▸ AUFGABENSTELLUNG:
Gib den folgenden Lesetext über die Datierungen in Senonica und Augustana vollständig und buchstabengetreu wieder.

▸ LESETEXT:
↓↓↓

Die Formulierungen aus der Senonica sind in der Augustana teilweise leicht gekürzt (im Falle von „Anno XI“ sogar massiv), aber stets klar zu erkennen. Besonders aufschlussreich ist die Angabe von „Anno VIII“ bei BK 52: Hier bietet die Senonica den pauschalen Verweis „ebenso (wie) oben“ (It[em] ubi supra), womit auf die weiter oben auf der gleichen Seite stehende Datierung von BK 51 als „in anno octavo“ verwiesen wird. Der Sammler der Augustana adaptierte daher für BK 52 sinngemäß die Angabe von BK 51 (aus dem er keine Kapitel exzerpiert hatte), da die eigentliche Formulierung bei BK 52 für Leser unverständlich gewesen wäre – ein Vorgehen, das eine ungekürzte Fassung der Senonica als Vorlage voraussetzt. Allerdings versäumte es der Sammler, die Datierungen seiner Vorlage auf Plausibilität zu prüfen, und behielt einfach die vorgefundene Sortierung bei. So bemerkte er nicht, dass der Sammler der Senonica hierbei recht nachlässig verfahren war und sich wohl allein am numerischen Wert der jeweiligen Regierungsjahre orientiert hatte, obwohl er über bessere Informationen als sein späterer Kollege verfügte. Denn er reihte Karls des Großen BK 20a von 779 ungerührt zwischen BK 73 (von 811) und BK 78 (von 813) ein, da er nur auf die ihm vorliegenden Zahlenangaben achtete, die die drei Stücke jeweils rubrizierten als „De anno undecimo“ – „Anno feliciter XI regni … Karoli regis“ – „De anno tertio decimo“ („Aus dem 11. Jahr“ – „Glücklich im 11. Jahr der Herrschaft König Karls“ – „Aus dem 13. Jahr“). Dass sich die Zählung bei BK 73 und 78 auf die (ab 801 gerechneten) Kaiserjahre Karls des Großen bezog, bei BK 20a aber ausdrücklich die Königsjahre Karls (ab 768) angegeben waren, entging dem Sammler der Collectio Senonica, fiel aber auch dem Sammler der Augustana nicht auf, als er die entsprechende Rubrik zu „Anno XI“ verkürzte.

↑↑↑

▸ BEREITGESTELLTE DATEN:
↓↓↓

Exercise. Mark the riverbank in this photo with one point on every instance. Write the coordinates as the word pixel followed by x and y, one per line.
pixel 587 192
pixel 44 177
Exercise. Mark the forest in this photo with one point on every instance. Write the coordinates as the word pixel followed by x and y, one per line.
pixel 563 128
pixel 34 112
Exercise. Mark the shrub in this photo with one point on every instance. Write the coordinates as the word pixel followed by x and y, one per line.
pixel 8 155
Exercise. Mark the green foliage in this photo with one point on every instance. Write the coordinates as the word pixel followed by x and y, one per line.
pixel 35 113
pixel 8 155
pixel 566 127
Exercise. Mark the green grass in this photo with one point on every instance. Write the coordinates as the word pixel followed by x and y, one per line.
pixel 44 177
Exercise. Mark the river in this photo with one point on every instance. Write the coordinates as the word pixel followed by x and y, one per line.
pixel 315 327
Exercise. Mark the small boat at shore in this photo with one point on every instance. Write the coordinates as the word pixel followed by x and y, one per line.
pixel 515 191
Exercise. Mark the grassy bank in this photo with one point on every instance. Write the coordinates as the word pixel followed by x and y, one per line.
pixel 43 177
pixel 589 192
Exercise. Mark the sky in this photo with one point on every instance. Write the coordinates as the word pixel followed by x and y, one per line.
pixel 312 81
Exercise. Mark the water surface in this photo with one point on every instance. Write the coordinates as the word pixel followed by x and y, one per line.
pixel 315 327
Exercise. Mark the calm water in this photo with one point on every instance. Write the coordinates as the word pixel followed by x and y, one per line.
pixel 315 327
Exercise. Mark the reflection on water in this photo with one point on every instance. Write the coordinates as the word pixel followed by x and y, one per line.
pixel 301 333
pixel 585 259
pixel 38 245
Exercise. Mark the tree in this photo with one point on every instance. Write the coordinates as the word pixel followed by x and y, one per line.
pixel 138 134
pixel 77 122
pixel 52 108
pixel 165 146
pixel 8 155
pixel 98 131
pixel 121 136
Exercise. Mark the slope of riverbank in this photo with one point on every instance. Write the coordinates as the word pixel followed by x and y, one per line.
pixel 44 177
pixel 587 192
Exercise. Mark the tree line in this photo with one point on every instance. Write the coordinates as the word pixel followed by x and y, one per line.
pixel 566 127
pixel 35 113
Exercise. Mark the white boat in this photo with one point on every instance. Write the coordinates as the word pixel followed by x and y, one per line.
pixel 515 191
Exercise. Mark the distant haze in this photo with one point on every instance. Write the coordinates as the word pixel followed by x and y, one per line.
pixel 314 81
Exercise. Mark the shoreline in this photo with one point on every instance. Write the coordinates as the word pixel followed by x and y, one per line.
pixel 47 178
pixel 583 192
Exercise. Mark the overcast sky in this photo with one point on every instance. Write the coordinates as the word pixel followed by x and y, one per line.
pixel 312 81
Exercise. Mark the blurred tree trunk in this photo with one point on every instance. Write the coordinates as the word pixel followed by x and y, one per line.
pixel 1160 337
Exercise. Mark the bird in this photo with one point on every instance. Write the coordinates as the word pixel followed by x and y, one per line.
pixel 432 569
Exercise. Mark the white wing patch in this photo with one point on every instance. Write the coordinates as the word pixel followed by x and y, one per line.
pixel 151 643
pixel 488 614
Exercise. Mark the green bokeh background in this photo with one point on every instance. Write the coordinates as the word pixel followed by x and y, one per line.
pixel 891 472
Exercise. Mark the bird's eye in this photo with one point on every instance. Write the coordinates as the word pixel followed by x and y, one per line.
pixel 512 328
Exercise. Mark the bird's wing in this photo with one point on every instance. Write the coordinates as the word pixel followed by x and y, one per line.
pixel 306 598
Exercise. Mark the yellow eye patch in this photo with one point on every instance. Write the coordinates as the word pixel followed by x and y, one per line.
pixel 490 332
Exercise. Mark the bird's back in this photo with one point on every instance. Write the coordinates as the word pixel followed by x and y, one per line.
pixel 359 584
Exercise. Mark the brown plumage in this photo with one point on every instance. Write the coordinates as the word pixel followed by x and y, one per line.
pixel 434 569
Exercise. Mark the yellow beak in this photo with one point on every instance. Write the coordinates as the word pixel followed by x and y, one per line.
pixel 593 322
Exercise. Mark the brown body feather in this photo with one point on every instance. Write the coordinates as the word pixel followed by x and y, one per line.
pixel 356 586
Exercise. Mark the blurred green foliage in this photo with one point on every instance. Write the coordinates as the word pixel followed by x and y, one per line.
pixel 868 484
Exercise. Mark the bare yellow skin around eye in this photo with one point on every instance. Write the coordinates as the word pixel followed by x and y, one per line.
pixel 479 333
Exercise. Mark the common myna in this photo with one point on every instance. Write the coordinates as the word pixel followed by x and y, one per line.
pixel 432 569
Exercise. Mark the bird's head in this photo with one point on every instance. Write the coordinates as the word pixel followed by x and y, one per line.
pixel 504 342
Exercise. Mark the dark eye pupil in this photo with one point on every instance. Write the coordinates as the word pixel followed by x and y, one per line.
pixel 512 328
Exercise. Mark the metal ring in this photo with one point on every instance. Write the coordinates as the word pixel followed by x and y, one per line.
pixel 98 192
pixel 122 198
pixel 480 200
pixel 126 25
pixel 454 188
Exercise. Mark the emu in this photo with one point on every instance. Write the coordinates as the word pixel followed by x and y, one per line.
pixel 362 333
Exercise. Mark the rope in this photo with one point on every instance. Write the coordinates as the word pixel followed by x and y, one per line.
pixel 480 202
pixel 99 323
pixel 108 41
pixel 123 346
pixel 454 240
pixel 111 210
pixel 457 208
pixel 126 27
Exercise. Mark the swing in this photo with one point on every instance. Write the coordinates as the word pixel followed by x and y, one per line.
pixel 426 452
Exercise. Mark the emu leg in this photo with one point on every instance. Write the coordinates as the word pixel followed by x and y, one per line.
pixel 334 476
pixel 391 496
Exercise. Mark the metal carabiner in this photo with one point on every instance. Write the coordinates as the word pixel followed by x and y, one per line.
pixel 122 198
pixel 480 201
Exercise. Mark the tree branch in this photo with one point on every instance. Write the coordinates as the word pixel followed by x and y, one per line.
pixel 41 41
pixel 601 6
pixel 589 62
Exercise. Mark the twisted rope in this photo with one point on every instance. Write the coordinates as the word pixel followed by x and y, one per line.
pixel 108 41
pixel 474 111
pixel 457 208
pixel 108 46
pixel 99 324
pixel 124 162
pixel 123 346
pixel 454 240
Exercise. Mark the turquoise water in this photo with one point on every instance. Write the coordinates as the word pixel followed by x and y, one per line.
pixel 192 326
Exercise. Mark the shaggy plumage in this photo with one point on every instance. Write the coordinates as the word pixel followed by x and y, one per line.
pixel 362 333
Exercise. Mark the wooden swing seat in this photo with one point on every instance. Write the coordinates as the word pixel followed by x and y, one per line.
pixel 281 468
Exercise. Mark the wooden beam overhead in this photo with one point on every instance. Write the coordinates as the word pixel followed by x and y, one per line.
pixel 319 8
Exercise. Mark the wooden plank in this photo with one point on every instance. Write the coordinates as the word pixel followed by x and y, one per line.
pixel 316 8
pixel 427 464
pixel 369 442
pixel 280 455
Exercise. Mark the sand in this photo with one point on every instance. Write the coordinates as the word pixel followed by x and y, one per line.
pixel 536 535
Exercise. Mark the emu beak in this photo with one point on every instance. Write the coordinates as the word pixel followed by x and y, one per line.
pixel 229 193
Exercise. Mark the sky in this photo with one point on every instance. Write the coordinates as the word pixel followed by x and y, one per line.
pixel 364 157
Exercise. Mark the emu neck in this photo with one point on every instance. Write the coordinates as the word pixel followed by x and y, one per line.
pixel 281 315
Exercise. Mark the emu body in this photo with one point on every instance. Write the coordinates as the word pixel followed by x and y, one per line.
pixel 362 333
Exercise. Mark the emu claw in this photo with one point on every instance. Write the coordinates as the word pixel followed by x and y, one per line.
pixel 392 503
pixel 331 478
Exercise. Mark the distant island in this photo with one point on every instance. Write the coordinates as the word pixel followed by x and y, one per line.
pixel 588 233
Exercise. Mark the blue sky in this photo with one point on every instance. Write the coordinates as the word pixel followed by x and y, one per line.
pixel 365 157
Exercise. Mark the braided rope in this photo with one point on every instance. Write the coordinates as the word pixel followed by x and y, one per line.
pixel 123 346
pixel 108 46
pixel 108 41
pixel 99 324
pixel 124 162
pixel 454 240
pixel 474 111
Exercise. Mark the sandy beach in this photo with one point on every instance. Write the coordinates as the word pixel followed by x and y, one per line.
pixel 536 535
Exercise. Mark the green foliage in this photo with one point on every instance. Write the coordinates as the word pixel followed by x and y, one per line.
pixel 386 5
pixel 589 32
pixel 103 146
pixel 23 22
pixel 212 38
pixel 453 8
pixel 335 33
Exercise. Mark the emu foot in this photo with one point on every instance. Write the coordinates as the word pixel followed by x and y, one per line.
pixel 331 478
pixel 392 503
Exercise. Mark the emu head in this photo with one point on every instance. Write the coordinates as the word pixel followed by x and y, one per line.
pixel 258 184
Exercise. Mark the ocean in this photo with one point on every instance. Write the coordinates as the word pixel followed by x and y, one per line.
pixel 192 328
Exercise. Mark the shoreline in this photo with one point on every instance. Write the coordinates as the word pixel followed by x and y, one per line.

↑↑↑

▸ ANTWORT:
Die Formulierungen aus der Senonica sind in der Augustana teilweise leicht gekürzt (im Falle von „Anno XI“ sogar massiv), aber stets klar zu erkennen. Besonders aufschlussreich ist die Angabe von „Anno VIII“ bei BK 52: Hier bietet die Senonica den pauschalen Verweis „ebenso (wie) oben“ (It[em] ubi supra), womit auf die weiter oben auf der gleichen Seite stehende Datierung von BK 51 als „in anno octavo“ verwiesen wird. Der Sammler der Augustana adaptierte daher für BK 52 sinngemäß die Angabe von BK 51 (aus dem er keine Kapitel exzerpiert hatte), da die eigentliche Formulierung bei BK 52 für Leser unverständlich gewesen wäre – ein Vorgehen, das eine ungekürzte Fassung der Senonica als Vorlage voraussetzt. Allerdings versäumte es der Sammler, die Datierungen seiner Vorlage auf Plausibilität zu prüfen, und behielt einfach die vorgefundene Sortierung bei. So bemerkte er nicht, dass der Sammler der Senonica hierbei recht nachlässig verfahren war und sich wohl allein am numerischen Wert der jeweiligen Regierungsjahre orientiert hatte, obwohl er über bessere Informationen als sein späterer Kollege verfügte. Denn er reihte Karls des Großen BK 20a von 779 ungerührt zwischen BK 73 (von 811) und BK 78 (von 813) ein, da er nur auf die ihm vorliegenden Zahlenangaben achtete, die die drei Stücke jeweils rubrizierten als „De anno undecimo“ – „Anno feliciter XI regni … Karoli regis“ – „De anno tertio decimo“ („Aus dem 11. Jahr“ – „Glücklich im 11. Jahr der Herrschaft König Karls“ – „Aus dem 13. Jahr“). Dass sich die Zählung bei BK 73 und 78 auf die (ab 801 gerechneten) Kaiserjahre Karls des Großen bezog, bei BK 20a aber ausdrücklich die Königsjahre Karls (ab 768) angegeben waren, entging dem Sammler der Collectio Senonica, fiel aber auch dem Sammler der Augustana nicht auf, als er die entsprechende Rubrik zu „Anno XI“ verkürzte.